● **INSTRUCTIONS FOR THE TASK**
Return the lines of the listing below word for word, starting with the line containing "Extract street lamp from the image above." and going on through the line containing "1027 125 1064 403", both of those lines included.

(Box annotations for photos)
══════════

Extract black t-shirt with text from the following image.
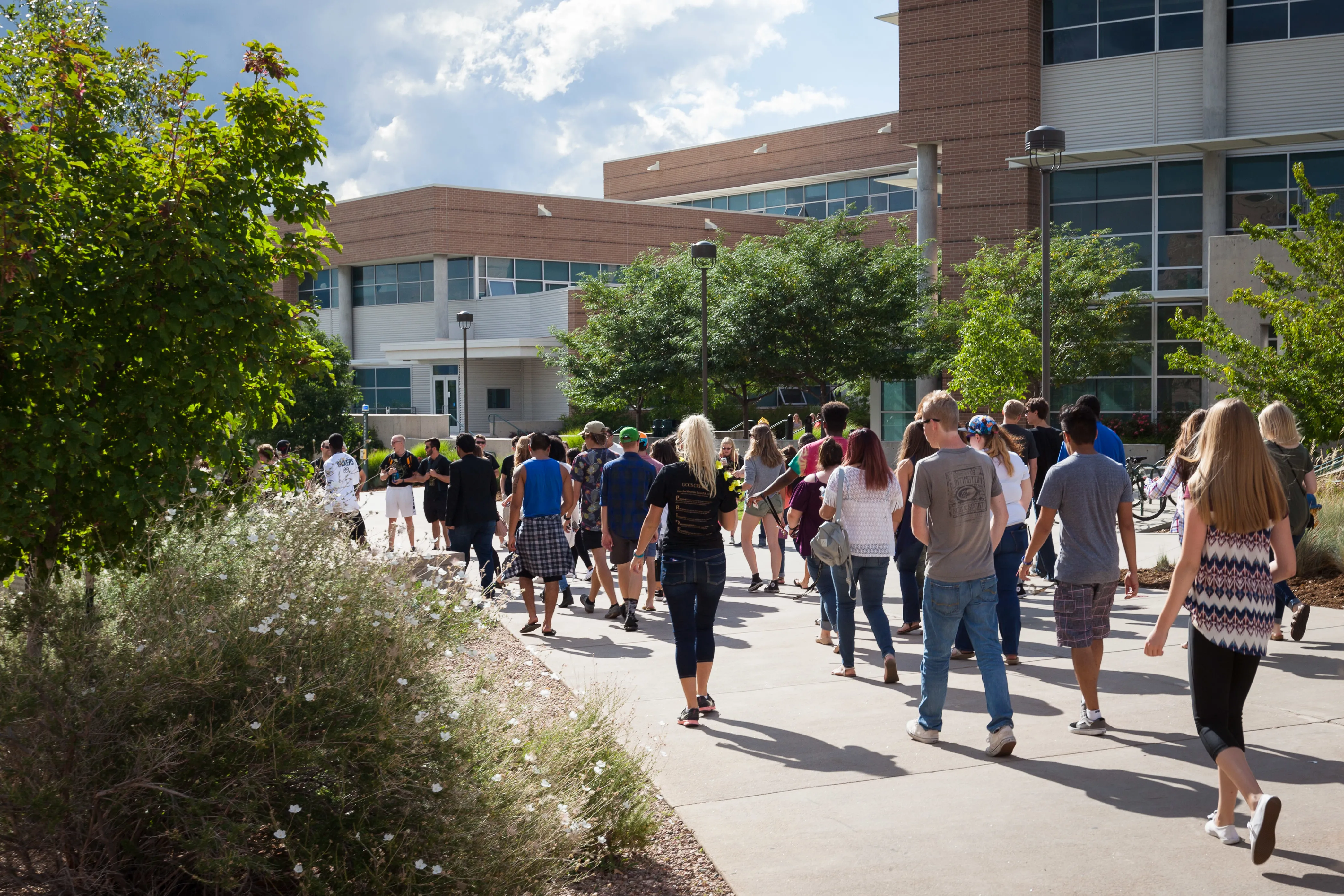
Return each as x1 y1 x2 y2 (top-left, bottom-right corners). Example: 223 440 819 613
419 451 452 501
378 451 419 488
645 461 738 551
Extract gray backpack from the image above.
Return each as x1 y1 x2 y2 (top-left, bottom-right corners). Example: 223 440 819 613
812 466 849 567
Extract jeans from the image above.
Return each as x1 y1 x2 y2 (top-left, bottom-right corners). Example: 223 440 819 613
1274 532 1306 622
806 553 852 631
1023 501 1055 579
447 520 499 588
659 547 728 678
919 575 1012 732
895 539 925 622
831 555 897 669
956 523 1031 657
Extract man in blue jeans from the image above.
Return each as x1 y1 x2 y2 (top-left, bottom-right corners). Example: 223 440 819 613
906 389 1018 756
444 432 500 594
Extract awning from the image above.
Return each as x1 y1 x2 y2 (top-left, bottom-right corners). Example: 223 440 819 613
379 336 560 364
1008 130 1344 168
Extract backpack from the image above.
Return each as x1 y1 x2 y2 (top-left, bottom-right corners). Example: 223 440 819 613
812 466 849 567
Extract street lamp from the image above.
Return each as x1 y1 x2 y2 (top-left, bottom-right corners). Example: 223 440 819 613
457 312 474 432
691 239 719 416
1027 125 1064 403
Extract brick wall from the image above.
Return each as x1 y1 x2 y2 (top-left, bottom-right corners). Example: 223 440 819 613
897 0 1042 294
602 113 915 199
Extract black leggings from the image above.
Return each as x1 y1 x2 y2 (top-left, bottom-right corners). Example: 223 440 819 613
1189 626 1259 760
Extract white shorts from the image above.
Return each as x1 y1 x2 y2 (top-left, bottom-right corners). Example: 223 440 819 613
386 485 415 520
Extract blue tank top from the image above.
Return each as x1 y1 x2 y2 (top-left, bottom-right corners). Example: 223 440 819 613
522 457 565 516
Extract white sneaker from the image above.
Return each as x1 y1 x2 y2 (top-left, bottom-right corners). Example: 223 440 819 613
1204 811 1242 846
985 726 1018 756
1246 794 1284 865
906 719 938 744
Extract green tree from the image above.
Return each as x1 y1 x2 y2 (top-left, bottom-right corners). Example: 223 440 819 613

══════════

● **REPLY TO THE EXERCISE**
Extract street lamp from the image above.
Return each as x1 y1 x2 y2 (top-left, bottom-right corners). Example: 223 440 819 613
457 312 474 432
691 239 719 416
1027 125 1064 403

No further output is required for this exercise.